= Task statement =
Exact copies of the line with "the pink and" and of all lines after it through the end of the entries are required, and no other lines.

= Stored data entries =
----

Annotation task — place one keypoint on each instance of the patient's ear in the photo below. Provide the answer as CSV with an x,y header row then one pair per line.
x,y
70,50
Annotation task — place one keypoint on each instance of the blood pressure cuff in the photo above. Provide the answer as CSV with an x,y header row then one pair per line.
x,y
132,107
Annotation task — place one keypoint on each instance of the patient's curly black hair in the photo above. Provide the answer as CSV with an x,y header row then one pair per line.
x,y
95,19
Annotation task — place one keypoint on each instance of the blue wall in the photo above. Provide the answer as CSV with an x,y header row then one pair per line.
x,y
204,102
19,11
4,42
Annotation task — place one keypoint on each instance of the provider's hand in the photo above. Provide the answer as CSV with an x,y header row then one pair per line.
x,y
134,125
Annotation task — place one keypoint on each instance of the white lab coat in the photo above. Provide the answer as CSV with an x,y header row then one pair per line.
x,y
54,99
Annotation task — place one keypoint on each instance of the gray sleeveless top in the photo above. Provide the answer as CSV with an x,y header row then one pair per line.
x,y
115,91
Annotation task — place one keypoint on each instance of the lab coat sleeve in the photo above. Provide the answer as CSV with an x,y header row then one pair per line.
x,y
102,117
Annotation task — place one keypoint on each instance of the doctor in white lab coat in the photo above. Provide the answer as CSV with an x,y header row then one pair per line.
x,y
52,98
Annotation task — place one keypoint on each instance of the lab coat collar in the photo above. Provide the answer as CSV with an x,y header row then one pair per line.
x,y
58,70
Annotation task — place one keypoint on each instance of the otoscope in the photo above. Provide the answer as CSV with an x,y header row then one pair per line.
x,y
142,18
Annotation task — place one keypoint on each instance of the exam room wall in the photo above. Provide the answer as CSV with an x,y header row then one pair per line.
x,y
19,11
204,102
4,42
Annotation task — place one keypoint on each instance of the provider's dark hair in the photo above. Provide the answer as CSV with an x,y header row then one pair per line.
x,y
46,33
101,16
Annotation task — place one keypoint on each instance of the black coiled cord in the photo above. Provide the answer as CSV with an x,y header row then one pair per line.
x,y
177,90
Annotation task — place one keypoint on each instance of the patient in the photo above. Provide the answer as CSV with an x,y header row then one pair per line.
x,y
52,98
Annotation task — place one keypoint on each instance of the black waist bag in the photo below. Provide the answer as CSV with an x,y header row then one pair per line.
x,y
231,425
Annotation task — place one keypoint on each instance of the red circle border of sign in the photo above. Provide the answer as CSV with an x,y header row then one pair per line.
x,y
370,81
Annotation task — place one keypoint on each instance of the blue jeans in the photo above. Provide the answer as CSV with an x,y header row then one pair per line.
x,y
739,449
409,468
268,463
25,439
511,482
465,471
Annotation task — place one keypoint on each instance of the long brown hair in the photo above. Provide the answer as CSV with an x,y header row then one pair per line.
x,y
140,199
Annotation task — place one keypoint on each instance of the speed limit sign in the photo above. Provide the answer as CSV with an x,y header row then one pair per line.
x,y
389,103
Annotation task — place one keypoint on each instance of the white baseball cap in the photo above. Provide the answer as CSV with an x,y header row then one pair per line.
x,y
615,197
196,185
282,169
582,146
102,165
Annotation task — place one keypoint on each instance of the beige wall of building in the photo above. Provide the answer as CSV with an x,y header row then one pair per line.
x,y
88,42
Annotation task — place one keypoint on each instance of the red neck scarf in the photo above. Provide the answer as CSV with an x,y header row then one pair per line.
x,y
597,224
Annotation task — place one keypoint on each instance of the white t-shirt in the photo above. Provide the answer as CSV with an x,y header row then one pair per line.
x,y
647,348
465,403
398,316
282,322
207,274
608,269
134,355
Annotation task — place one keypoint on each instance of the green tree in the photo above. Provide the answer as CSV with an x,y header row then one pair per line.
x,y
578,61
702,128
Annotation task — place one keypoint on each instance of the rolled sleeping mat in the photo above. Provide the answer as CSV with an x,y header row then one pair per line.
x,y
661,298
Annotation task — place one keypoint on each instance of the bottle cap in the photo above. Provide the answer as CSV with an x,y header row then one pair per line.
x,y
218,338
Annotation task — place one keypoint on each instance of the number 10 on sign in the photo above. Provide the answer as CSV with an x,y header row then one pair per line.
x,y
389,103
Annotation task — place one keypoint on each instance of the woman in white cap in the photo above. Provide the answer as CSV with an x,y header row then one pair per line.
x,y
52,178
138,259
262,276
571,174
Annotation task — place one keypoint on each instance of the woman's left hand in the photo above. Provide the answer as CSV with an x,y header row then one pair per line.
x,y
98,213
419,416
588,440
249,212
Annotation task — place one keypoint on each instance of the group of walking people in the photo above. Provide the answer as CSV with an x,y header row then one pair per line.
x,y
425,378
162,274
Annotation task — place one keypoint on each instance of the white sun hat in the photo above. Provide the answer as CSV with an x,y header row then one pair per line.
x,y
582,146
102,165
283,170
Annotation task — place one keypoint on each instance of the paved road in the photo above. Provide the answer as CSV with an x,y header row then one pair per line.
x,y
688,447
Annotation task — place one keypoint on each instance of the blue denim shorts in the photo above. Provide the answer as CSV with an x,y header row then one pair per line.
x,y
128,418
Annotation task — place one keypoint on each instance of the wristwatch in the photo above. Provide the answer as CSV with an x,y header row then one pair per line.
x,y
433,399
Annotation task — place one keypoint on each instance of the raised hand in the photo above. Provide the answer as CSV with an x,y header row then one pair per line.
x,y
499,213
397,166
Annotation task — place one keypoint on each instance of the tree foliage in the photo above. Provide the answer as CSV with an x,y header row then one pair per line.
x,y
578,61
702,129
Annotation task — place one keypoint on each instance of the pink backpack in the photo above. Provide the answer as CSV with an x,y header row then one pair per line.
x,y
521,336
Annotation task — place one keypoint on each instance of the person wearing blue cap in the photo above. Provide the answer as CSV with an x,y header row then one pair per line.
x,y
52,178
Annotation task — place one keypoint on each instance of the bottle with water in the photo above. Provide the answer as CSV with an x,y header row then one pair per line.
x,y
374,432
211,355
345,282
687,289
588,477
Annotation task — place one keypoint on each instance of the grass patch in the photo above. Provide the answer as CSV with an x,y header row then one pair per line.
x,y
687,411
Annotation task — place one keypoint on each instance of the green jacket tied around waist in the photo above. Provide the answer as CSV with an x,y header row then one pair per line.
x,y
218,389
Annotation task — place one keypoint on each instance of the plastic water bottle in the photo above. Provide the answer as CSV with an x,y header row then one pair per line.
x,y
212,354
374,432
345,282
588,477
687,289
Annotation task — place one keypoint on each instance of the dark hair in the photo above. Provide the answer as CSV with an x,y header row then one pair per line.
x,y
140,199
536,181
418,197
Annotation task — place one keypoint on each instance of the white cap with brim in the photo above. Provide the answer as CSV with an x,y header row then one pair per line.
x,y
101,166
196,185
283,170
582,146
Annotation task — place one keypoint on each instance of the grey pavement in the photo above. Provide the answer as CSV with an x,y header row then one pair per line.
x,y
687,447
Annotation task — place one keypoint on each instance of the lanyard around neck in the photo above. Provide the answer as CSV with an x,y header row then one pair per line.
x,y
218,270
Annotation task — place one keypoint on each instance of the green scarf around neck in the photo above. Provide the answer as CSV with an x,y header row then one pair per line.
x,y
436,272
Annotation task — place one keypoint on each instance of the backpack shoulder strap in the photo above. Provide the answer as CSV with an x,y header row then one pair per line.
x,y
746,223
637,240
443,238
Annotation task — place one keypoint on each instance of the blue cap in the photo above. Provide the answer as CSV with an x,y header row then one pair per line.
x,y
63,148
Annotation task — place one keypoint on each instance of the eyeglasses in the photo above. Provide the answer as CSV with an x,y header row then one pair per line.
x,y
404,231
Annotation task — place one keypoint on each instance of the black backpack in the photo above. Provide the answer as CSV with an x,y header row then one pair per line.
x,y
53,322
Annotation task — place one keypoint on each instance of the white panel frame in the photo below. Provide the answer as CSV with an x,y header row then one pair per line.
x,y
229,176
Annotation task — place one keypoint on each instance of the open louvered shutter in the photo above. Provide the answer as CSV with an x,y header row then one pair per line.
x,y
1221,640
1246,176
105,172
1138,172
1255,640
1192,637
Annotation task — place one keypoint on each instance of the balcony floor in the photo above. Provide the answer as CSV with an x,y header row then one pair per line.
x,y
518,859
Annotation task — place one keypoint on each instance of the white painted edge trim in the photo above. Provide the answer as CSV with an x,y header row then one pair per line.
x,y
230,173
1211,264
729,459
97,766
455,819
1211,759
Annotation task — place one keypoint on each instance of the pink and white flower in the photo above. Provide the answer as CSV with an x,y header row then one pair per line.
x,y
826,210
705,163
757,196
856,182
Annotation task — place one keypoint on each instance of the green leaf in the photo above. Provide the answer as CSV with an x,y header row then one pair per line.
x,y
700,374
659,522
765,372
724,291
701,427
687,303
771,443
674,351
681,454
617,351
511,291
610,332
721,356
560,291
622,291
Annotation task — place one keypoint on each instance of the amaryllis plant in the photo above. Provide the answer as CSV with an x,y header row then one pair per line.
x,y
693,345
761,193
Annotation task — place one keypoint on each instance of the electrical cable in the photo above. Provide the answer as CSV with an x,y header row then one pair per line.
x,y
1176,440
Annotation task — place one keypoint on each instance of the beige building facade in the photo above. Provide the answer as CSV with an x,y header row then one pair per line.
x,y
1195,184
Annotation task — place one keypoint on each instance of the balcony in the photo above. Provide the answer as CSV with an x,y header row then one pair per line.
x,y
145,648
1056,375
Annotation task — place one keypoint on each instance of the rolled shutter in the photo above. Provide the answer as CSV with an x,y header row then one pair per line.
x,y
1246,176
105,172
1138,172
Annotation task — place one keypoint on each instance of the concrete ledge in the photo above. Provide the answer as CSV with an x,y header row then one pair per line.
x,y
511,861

----

= The completed task =
Annotation task — place one keypoint on each instance of the pink and white flower in the photo above. Provide the answer as CSV with an x,y header row then one pair per line.
x,y
826,210
705,163
757,196
856,182
Annotation task — place one keypoint on each instance of the green leaf in the photo above. Provide the answer as CSV with an x,y header row then one pair per line.
x,y
700,374
659,522
765,372
724,291
701,427
687,303
771,443
674,351
681,454
617,351
511,291
610,332
721,356
560,291
622,291
Annotation task — place one keypoint on each instance of the amaryllis plant in the photo above. Provide the answer as CSV with an x,y header row then one pair per line.
x,y
693,345
761,193
Annotation task — place one keypoint on each instance of the electrical cable in the photo above. Provide the answer as CSV with an x,y header row then one pair per line.
x,y
1176,440
Annotation task — place one keypoint on each instance of the beige building facade in the photo above. Provide the answer as CSV with an x,y header row then one pair per line.
x,y
1195,184
Annotation task — place one keypoint on each instance of the balcony in the photo above. Provide the answer as CSV with an x,y header row then one pair per line.
x,y
145,648
1056,375
Annotation task — place one keypoint on each instance of the rolled shutter in the photo above. Provide the answer as CSV with an x,y header row then one pair per line.
x,y
1246,176
105,172
1138,172
Annotation task — place one keypoint on each instance of the concrete ledge in the photo above. Provide the answer as CSV with an x,y header row then one pair per line.
x,y
511,861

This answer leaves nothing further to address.